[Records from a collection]
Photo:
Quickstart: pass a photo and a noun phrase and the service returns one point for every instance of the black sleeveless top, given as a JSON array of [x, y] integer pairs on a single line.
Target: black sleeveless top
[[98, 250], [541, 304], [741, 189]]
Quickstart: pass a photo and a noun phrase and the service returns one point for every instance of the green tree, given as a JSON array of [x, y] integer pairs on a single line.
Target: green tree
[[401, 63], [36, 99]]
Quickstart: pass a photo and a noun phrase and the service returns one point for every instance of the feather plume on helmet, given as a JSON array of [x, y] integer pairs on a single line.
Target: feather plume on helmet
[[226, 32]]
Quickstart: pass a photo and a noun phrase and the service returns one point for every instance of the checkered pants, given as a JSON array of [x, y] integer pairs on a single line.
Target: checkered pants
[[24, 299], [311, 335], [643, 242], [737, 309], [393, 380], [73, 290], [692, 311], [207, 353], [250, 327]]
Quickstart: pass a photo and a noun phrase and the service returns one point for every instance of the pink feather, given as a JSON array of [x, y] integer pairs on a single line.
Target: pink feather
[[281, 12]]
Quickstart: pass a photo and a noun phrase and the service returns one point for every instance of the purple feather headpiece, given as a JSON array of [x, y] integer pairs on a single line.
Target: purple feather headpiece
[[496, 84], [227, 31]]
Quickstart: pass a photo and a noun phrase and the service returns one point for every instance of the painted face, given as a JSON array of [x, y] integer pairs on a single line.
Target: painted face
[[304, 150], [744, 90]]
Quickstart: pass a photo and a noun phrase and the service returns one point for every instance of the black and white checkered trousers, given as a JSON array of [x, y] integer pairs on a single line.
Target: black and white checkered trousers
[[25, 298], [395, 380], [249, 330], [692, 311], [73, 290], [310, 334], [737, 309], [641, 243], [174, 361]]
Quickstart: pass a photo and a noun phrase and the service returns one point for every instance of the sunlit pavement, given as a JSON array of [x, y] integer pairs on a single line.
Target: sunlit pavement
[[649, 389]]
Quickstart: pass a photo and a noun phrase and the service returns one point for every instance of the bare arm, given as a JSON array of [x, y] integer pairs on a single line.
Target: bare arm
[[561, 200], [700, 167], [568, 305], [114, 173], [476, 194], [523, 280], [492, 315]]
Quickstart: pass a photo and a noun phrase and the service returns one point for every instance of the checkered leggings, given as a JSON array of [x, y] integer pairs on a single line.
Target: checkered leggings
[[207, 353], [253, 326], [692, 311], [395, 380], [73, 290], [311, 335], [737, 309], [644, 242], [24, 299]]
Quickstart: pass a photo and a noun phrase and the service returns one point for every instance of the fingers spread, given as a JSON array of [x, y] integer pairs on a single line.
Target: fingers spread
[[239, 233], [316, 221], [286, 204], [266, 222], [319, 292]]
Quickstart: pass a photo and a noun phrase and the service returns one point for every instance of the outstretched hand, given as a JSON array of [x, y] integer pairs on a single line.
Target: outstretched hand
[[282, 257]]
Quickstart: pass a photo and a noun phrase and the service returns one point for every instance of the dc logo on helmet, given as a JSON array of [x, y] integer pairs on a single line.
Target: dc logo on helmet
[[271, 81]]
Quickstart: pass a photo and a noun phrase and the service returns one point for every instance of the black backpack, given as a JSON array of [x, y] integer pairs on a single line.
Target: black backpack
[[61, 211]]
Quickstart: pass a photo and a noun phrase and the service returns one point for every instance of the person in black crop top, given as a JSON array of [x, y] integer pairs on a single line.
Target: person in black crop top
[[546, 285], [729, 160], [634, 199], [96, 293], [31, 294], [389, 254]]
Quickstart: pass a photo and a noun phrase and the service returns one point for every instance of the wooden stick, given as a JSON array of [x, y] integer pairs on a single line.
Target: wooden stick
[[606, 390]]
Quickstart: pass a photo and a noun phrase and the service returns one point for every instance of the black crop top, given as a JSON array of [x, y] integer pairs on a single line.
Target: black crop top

What is being asked: Write out every entry again so that each line matches the original exactly.

Response to this task:
Photo:
Quickstart: pass a photo and a noun phrase and the service returns one point for every instance of the black sleeveless top, given as a JSON array of [x, y] integer pairs on a single line.
Target: black sleeveless top
[[98, 250], [541, 304], [741, 189]]
Quickstart: pass a photo and a noun phrase and the service returns one point for every instance of the green tree, given as a JSON array of [x, y] integer pairs on a single line.
Target: green tree
[[401, 63], [36, 99]]
Quickstart: pass a photo and a noun phrase and the service returns one point for every instance of the feather plume on helmet, given as a JSON array of [x, y] integer pairs on a single line.
Target: feather plume on helmet
[[226, 32]]
Quickstart: pass a photo and a noun phrase and the service returns one point for every instance of the checkered pants, given as a JSON array of [x, y] integer pairs on a single line.
Target: checkered pants
[[24, 299], [311, 335], [643, 242], [737, 309], [393, 380], [73, 290], [692, 311], [207, 353], [250, 327]]
Quickstart: pass a photo and a noun phrase and the service returns one point for every instance of the pink feather, given as a JSON array of [x, y] integer pairs on a single line.
Target: pink feather
[[281, 12]]
Quickstart: pass a photo and a noun phrase and the service returns one point for every instance of the purple feather headpiece, given as a JSON array of [x, y] integer pairs on a single line.
Target: purple feather headpiece
[[496, 84], [227, 31]]
Quickstart: pass a photo and a noun phrase and the service returns one point for every instance of the painted face, given as a JSON array of [x, y] integer pairs on a single line.
Target: painted face
[[304, 150], [744, 90]]
Quickstart: pass a photo and a noun phrase and the service returns one point for every instance of the black and white checkered trousers, given as a JSON array of [x, y] integer pairs on a single line.
Target: black and white checkered trousers
[[25, 298], [395, 380], [249, 330], [692, 311], [73, 290], [310, 334], [737, 309], [641, 243], [174, 361]]
Quickstart: pass a photo and a noun phrase and the service returns one point for every instance of the sunlit pavement, given as a JSON array of [x, y] integer pairs on a single line.
Target: sunlit pavement
[[649, 389]]
Quickstart: pass a photo and a noun phrase and the service returns one point for every instance of the bare arm, given as a JSON array of [x, y] integer pairs on a single line.
Target: bare arm
[[561, 200], [700, 167], [568, 305], [114, 173], [476, 194], [523, 280], [492, 315]]
Quickstart: pass a photo and a noun phrase and the service returns one point for every instance of the checkered leggings, given as a JSON array of [x, y] integer pairs on a single line.
Target: checkered leggings
[[207, 353], [253, 326], [692, 311], [395, 380], [73, 290], [311, 335], [737, 309], [644, 242], [24, 299]]
Quickstart: pass a photo and a noun phrase and the service returns one point for every instance of the fingers spread, given as a JSON array of [x, y] integer pairs on a single line.
Target: fingers spread
[[239, 233], [316, 221], [286, 204], [266, 222], [319, 292]]
Quickstart: pass a photo and a noun phrase and the service returns one point for every instance of the outstretched hand, given as a JSON array of [x, y] integer pairs on a single line.
Target: outstretched hand
[[282, 257]]
Quickstart: pass a photo and a noun phrase and the service returns one point for every instance of the dc logo on helmet, given as a JSON array of [x, y] integer pairs on a single line.
Target: dc logo on helmet
[[271, 81]]
Quickstart: pass a photo and a noun phrase and the service returns one point for every instance of the black backpack, given as a JSON array of [x, y] integer pairs on a single line.
Target: black backpack
[[61, 211]]
Quickstart: pass a photo and a noun phrase and the service returns one point for every instance of the person in black crop top, given as a JSON array of [x, y] integer pairs on a single line.
Target: person in black crop top
[[546, 285], [729, 160], [634, 199], [96, 293], [31, 294], [389, 254]]
Quickstart: pass a photo and a noun phrase and the service returns one point for every instance of the wooden stick, given as a JSON array of [x, y] integer pairs on a single line.
Target: wooden stick
[[606, 390]]
Quickstart: pass a photo and a noun phrase and the service returns one point for every instance of the black crop top, given as a JSON array of [x, y] integer pairs on a single line.
Target: black crop top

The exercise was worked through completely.